Assigned task:
Your answer must be the data repeated exactly, with no pictures in it.
++++++++
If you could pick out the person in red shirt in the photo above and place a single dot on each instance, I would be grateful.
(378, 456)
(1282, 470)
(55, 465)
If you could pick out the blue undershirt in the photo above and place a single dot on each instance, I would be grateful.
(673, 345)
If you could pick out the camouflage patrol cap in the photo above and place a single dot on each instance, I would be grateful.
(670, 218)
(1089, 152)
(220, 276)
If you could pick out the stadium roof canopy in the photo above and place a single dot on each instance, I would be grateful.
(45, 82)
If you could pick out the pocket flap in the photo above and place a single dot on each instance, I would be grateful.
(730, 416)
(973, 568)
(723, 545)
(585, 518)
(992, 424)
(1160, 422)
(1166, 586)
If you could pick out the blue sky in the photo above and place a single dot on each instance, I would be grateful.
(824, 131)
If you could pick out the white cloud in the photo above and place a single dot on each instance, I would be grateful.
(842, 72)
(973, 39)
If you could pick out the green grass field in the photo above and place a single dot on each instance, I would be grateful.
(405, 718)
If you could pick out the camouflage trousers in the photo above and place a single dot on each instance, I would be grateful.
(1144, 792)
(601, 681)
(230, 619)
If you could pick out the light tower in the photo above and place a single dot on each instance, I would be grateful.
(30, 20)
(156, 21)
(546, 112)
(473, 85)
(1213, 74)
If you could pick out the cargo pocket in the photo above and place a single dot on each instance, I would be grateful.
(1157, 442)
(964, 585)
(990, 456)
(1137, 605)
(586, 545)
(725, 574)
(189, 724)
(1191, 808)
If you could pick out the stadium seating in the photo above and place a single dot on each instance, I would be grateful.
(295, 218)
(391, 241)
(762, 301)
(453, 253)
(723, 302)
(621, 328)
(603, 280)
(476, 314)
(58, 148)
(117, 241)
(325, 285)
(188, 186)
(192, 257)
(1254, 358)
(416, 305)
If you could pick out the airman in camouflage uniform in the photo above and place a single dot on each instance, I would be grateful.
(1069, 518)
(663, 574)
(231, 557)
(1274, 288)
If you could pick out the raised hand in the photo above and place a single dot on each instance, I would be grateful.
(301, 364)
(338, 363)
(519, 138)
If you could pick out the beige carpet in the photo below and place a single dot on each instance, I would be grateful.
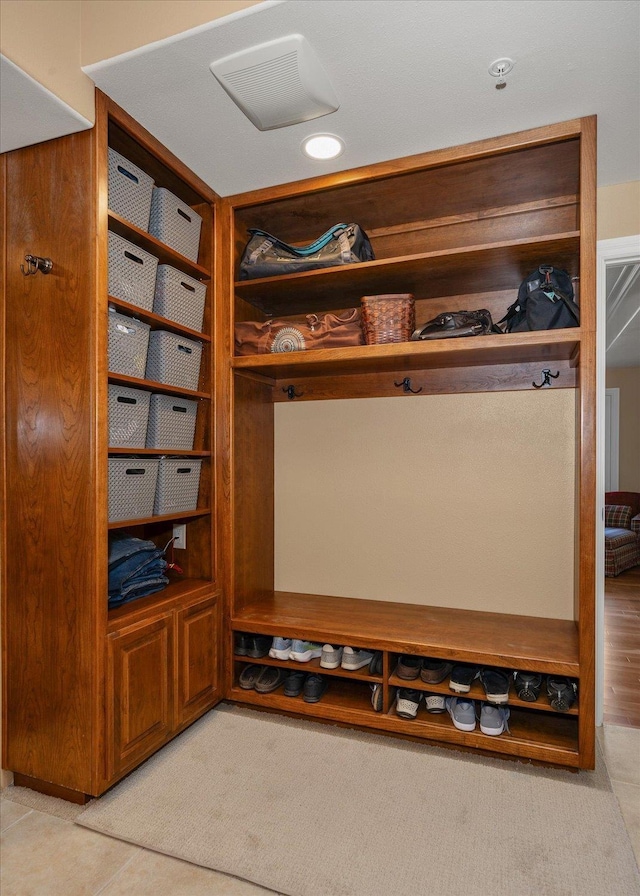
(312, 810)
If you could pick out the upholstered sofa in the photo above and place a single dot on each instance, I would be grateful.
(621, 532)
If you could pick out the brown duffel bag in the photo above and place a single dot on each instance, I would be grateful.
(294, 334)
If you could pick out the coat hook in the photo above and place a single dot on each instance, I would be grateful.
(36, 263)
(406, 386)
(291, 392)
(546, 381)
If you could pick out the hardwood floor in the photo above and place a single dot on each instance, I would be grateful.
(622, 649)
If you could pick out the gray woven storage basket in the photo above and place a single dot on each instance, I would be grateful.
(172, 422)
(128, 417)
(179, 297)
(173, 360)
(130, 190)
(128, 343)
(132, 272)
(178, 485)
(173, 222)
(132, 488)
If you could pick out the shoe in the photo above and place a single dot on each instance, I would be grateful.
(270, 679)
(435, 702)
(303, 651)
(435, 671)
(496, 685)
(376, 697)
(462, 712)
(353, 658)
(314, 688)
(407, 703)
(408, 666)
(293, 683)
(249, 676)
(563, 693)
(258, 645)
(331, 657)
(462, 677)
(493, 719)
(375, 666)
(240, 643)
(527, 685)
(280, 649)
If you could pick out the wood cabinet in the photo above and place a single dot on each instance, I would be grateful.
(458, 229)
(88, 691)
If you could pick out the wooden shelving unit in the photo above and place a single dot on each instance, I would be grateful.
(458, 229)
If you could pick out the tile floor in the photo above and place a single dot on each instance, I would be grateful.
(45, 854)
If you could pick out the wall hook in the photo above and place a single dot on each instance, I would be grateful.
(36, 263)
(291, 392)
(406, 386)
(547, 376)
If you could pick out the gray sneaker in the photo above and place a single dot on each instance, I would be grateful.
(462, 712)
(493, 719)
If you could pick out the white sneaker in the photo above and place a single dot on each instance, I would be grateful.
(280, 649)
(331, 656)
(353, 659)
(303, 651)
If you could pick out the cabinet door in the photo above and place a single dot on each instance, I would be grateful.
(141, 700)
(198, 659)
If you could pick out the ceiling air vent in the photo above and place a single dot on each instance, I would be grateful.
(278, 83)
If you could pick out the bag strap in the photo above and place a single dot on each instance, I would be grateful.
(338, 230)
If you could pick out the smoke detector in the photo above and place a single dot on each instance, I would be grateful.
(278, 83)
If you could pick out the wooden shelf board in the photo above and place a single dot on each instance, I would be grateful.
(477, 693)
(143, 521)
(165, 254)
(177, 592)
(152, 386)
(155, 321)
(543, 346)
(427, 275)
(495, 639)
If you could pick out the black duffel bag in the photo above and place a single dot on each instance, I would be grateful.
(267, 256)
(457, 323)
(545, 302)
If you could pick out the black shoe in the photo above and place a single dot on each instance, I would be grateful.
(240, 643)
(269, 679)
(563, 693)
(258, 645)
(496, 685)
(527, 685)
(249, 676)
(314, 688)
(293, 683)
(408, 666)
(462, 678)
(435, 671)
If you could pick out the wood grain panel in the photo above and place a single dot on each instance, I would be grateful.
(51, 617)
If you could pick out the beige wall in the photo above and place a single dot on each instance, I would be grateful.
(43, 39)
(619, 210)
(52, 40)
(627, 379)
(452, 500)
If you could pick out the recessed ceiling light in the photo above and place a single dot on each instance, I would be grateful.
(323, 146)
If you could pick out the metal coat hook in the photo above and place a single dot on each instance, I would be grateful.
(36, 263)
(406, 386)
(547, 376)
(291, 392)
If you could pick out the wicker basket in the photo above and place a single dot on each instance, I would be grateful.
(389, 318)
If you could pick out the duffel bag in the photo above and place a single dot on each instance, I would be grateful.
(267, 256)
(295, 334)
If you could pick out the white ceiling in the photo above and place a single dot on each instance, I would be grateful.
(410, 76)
++++++++
Task response:
If you could pick out the person in red shirt in the photo above and place a single dot on each instance, I would be grateful.
(378, 456)
(1282, 470)
(55, 465)
If you could pick out the blue undershirt in the photo above and place a single dot on each instance, I would be grateful.
(673, 345)
If you could pick out the camouflage patrol cap in the photo above and place a single dot on each instance, I would be grateful.
(670, 218)
(1089, 152)
(220, 276)
If you could pick out the stadium roof canopy in the photo above and place a single dot on each instance, I would be grateful.
(45, 82)
If you could pick out the pocket flap in the photo above and place a single dot on each instance, I would be grateful.
(730, 416)
(973, 568)
(723, 545)
(585, 518)
(992, 424)
(1160, 422)
(1166, 586)
If you could pick out the blue sky in the photo above and place a single dot on each instance, I would be grateful.
(824, 131)
If you could pick out the white cloud in the photo above and place a single dot on each instance, I would be grateful.
(842, 72)
(973, 39)
If you could pick out the green grass field in the photo above and place a single dot on each instance, I would be grateful.
(405, 718)
If you could pick out the camouflage trousers in the photo above and place a single dot on each instance, I would be grateful.
(1144, 792)
(601, 681)
(230, 619)
If you could pick out the light tower in the photo above and place a single dot on each instance, I would be grateful.
(30, 20)
(156, 21)
(546, 112)
(473, 85)
(1213, 74)
If you could pick out the cargo pocket in the photo above and place a single dot on each instance, I would be grateful.
(1157, 442)
(964, 585)
(990, 456)
(1137, 605)
(586, 545)
(725, 574)
(189, 724)
(1191, 808)
If you could pick out the stadium seating in the photo above and place a single dot on each instance, I would be grateful.
(295, 218)
(391, 241)
(762, 301)
(453, 253)
(723, 302)
(621, 328)
(603, 280)
(476, 314)
(58, 148)
(117, 241)
(325, 285)
(188, 186)
(192, 257)
(1254, 358)
(416, 305)
If you could pick out the airman in camouflage uniform in the photo above and place a single dot on each instance, I would be grateful.
(1069, 518)
(663, 574)
(231, 557)
(1274, 288)
If you could pick out the raised hand in the photo above and place a single dot on each instance, I would be grateful.
(301, 364)
(338, 363)
(519, 138)
If you could pick out the beige carpet in the photo below and place a single dot on each instance, I would be grateful.
(312, 810)
If you could pick out the upholstered sofa in the photo above and place a single dot on each instance, I would be grateful.
(621, 532)
If you could pick out the brown duffel bag in the photo above and place a single dot on each instance, I would be grateful.
(294, 334)
If you could pick out the coat hook in the photo above and place a single dot on each instance, I would be grateful.
(36, 263)
(406, 386)
(291, 392)
(546, 381)
If you could pick out the hardwood floor in the photo above and place a single dot on each instance, I would be grateful.
(622, 649)
If you could pick out the gray woven storage basket in the photo above and place a single dot on each instance, I would be grateful.
(172, 422)
(128, 417)
(179, 297)
(173, 360)
(130, 190)
(128, 343)
(132, 272)
(178, 485)
(173, 222)
(132, 488)
If you could pick out the shoe in the photo above and place a single dot on each instance, I would be grateful.
(270, 679)
(435, 702)
(303, 651)
(435, 671)
(496, 685)
(376, 697)
(462, 712)
(353, 658)
(314, 688)
(407, 703)
(408, 666)
(293, 683)
(249, 676)
(563, 693)
(258, 645)
(331, 657)
(462, 677)
(493, 719)
(375, 666)
(240, 643)
(527, 685)
(280, 649)
If you could pick out the wood cabinet in the photo above and place a single dot on each instance, I would be grateful.
(458, 229)
(88, 691)
If you could pick out the wooden shelving unit in the photo above and place a single dot on each instance, I would be grateful.
(458, 229)
If you could pick out the tile floor in the photo above and place a single dot on each instance, I would be grateful.
(45, 854)
If you could pick out the wall hook in the photo above and place a single dot on each instance, I would be grateful.
(36, 263)
(291, 392)
(406, 386)
(547, 376)
If you could pick out the gray sneaker in the photo above and place a single dot on each instance, I would be grateful.
(462, 712)
(493, 719)
If you could pick out the white sneaker in the photo above and place a single dot on each instance, I would be grateful.
(280, 649)
(331, 656)
(353, 659)
(303, 651)
If you could pick out the cabinet door in the photo above and place a single dot on each instance, I would be grateful.
(141, 700)
(198, 659)
If you could pick out the ceiling air vent in the photo above and place a single dot on each instance, I would be grateful.
(278, 83)
If you could pick out the bag strap in the photo above and place a single dot on each instance, I would be grateful.
(338, 230)
If you could pick out the smoke detector in the photo above and place a single dot on each instance, I would be grateful.
(278, 83)
If you could pick out the wooden shelf board in the photo above and place a single dot on each instance, I would be grateful.
(477, 693)
(143, 521)
(165, 254)
(177, 592)
(152, 386)
(155, 321)
(543, 346)
(427, 275)
(495, 639)
If you could pick out the black duffel bag in the photo above and place a single dot on each instance, I would be grateful.
(267, 256)
(457, 323)
(545, 302)
If you could pick out the black shoe in the photo above and place a single dot on each instance, I would be grateful.
(240, 643)
(269, 679)
(563, 693)
(258, 645)
(496, 685)
(527, 685)
(249, 676)
(314, 688)
(293, 683)
(408, 666)
(462, 678)
(435, 671)
If you could pick out the wood grain panel in the photo above and place a single dot on each instance, I would be grateful.
(51, 617)
If you could pick out the beige wall in the photo above and place a single dot on each instance, I would be grateful.
(43, 39)
(619, 210)
(52, 40)
(627, 379)
(452, 500)
If you could pick out the recessed ceiling light in the photo above and place a single dot on each instance, I would be grateful.
(323, 146)
If you could pick out the metal coat hook in the photo above and place a single dot on each instance, I would be grateful.
(36, 263)
(406, 386)
(547, 376)
(291, 392)
If you could pick out the wicker basket in the photo above and place a single dot on each instance, I would be grateful.
(389, 318)
If you could pick out the duffel bag in the photo above and place a single dot on each instance, I would be grateful.
(267, 256)
(295, 334)
If you could pick out the white ceiling in the photo above and place a single dot on each instance, I would be grateful.
(410, 76)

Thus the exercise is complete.